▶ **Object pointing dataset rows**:
>>>

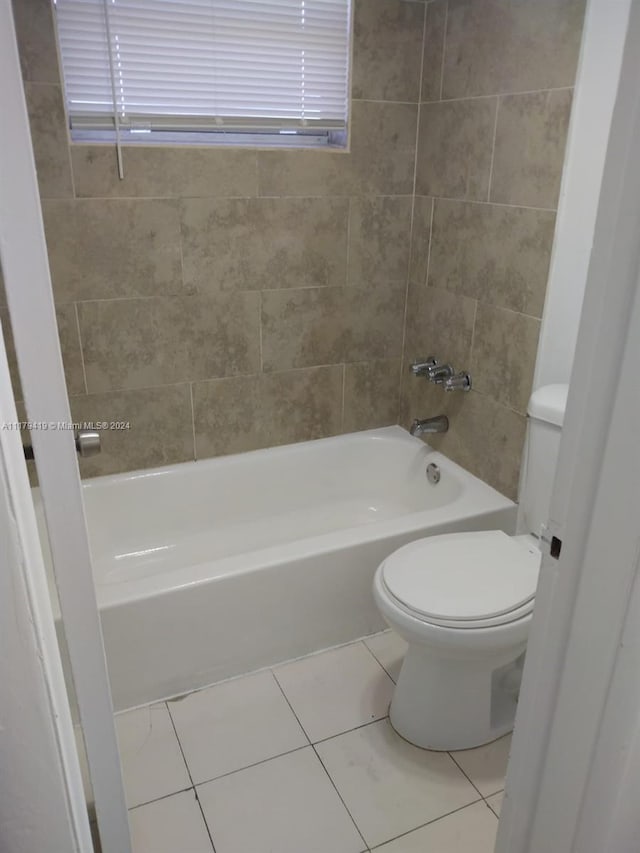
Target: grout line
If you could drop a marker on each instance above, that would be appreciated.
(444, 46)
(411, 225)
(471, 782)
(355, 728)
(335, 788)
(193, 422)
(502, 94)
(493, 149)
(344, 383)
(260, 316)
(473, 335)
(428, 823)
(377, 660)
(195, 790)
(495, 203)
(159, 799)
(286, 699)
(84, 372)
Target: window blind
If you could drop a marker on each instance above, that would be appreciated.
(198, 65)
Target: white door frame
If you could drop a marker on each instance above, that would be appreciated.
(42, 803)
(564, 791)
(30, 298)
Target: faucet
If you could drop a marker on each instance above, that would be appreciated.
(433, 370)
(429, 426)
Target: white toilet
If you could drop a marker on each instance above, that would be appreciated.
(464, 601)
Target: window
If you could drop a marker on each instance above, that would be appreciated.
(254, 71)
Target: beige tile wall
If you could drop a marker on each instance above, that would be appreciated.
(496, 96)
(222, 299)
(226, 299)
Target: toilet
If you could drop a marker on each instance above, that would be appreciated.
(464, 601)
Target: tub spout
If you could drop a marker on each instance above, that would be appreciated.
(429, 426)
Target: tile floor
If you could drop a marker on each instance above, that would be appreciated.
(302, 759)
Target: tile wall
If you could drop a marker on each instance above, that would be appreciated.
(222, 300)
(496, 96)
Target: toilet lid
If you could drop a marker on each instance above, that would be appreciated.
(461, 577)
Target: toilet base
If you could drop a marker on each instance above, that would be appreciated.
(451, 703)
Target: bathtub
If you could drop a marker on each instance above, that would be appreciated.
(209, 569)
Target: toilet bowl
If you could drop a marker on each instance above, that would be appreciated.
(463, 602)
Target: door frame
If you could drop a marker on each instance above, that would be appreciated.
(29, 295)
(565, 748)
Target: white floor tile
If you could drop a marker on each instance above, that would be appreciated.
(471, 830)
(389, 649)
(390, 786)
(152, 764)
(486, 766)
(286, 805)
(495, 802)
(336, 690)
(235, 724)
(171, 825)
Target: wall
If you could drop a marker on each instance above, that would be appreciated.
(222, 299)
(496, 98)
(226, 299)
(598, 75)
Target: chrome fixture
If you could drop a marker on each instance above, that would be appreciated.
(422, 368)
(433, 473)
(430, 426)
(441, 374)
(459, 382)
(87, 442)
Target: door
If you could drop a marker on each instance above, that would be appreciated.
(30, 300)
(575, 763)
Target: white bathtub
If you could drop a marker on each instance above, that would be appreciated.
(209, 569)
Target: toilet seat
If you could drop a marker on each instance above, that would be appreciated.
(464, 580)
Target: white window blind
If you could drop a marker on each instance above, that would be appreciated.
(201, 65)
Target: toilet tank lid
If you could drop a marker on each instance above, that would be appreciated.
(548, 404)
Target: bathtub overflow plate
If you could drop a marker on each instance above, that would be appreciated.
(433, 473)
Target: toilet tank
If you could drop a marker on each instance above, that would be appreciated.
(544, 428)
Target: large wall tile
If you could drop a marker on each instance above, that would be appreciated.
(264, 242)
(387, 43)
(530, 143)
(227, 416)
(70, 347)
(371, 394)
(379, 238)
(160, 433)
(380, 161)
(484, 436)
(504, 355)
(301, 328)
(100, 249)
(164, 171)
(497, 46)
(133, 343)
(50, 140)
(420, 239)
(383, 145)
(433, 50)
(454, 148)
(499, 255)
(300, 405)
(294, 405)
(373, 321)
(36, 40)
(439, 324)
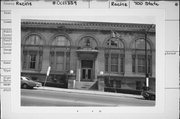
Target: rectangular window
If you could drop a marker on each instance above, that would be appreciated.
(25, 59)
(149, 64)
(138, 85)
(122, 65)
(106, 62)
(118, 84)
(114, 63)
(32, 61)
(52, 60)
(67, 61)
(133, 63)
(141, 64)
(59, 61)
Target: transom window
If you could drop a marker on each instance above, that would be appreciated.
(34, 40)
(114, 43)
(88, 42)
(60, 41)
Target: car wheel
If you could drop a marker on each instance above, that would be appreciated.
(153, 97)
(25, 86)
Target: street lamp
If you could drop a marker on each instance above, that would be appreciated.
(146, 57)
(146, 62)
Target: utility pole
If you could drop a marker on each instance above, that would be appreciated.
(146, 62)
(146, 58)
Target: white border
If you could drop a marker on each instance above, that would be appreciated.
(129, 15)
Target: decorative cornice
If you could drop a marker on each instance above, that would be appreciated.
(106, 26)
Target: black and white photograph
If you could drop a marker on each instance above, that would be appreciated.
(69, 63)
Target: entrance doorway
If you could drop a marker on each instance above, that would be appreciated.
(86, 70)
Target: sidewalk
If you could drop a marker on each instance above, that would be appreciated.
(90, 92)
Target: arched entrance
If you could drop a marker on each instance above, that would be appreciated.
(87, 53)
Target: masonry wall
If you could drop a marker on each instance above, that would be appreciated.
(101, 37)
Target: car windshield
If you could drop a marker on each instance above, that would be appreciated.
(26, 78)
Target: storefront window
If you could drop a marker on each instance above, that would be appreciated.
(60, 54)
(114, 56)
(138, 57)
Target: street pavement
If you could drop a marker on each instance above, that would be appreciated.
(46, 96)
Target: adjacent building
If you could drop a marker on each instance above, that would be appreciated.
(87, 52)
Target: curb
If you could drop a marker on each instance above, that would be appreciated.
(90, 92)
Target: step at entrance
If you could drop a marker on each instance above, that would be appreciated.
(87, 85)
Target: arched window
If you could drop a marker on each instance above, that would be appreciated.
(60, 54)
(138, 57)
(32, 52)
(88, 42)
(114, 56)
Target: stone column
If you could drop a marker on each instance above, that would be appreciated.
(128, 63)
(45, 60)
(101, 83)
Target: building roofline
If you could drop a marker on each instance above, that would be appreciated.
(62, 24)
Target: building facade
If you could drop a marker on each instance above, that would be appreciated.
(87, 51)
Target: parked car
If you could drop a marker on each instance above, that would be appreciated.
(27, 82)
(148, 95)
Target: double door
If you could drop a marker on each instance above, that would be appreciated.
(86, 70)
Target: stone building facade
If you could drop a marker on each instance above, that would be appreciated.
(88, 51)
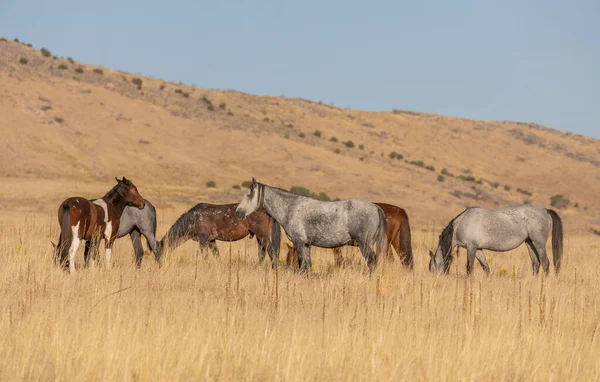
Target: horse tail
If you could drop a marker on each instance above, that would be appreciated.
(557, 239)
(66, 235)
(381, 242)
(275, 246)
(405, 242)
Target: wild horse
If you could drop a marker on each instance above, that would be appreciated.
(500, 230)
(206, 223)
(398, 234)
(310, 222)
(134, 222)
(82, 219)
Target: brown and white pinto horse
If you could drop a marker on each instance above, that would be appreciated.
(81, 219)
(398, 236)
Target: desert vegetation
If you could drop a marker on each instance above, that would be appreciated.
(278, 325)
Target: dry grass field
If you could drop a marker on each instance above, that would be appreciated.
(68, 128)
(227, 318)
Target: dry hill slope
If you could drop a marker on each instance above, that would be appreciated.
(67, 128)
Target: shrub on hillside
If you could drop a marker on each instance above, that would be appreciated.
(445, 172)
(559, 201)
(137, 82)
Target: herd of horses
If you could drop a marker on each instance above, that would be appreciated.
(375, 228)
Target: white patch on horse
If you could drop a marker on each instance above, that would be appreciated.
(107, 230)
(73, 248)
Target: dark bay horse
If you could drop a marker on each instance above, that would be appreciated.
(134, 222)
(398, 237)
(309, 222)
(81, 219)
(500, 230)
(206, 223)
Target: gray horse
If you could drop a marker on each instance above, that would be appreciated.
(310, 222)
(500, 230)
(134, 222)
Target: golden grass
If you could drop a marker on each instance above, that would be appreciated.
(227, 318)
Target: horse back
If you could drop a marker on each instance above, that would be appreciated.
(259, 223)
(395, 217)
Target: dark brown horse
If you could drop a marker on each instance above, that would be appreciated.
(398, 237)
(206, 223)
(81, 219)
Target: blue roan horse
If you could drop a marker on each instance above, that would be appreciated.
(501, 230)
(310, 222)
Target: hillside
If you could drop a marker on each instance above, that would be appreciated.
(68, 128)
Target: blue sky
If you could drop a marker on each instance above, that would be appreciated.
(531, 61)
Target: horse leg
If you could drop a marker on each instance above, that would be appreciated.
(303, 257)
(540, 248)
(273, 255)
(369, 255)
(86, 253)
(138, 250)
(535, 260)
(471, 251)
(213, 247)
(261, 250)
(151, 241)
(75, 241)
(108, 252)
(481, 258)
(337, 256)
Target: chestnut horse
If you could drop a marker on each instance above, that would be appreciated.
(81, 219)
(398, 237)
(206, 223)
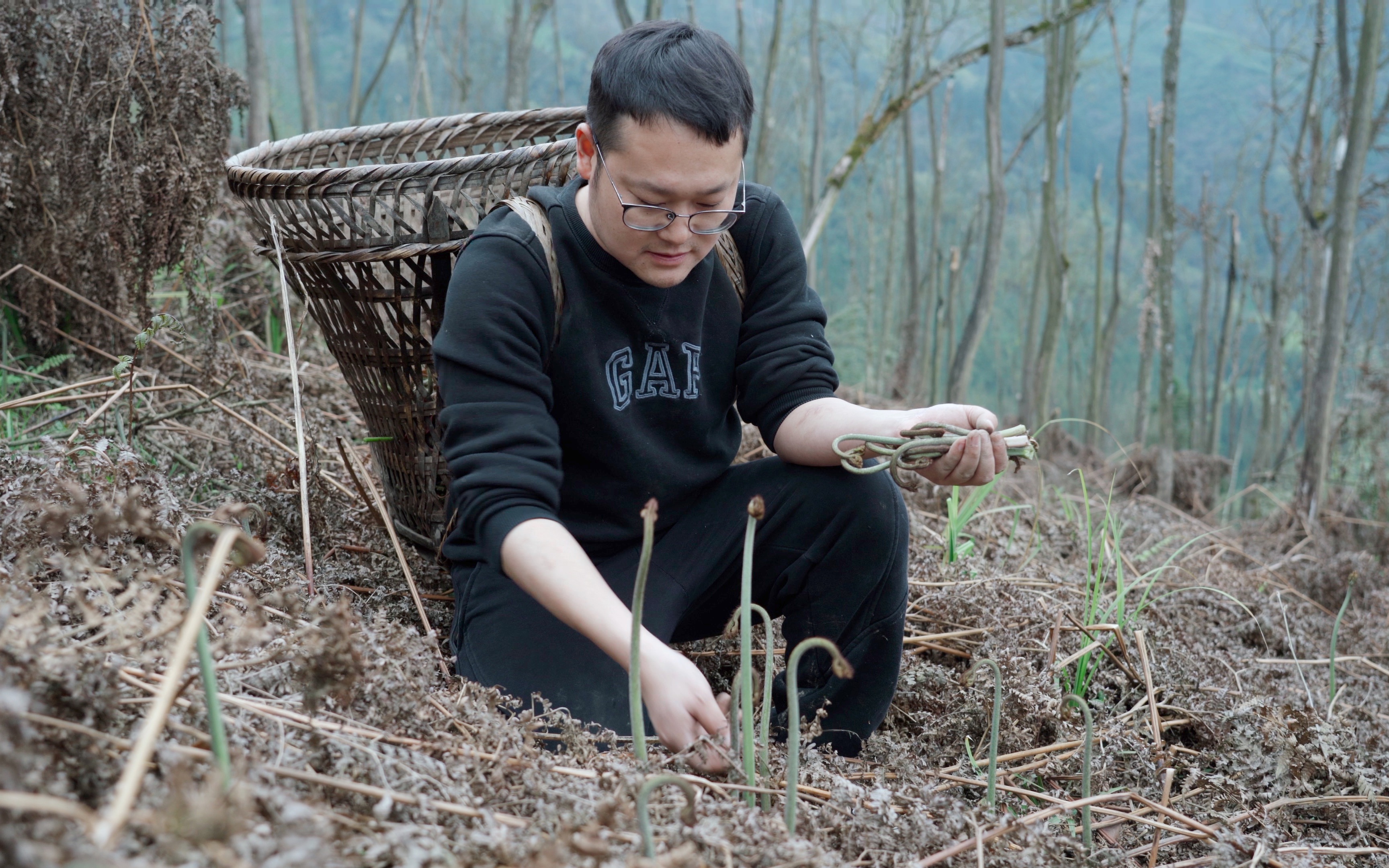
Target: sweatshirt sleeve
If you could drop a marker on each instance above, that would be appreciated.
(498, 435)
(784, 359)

<<<

Skip the pictures and write out exactly the lines from the line containing "Target: blue sky" through the end of the listing above.

Target: blue sky
If you could drop a marker on each instance above, that would be appreciated.
(531, 61)
Target: horse leg
If you could drop a marker on each instance above, that would be appreciated.
(303, 257)
(540, 248)
(273, 255)
(369, 255)
(86, 253)
(138, 250)
(535, 260)
(471, 251)
(213, 247)
(261, 250)
(151, 241)
(75, 241)
(108, 252)
(481, 258)
(337, 256)
Target: chestnut horse
If you could drop a marker on each instance above, that would be appreciated.
(81, 219)
(398, 237)
(206, 223)
Target: sweatshirt sleeve
If you could drop a marker on each instance above, that would be appreciated.
(498, 435)
(784, 359)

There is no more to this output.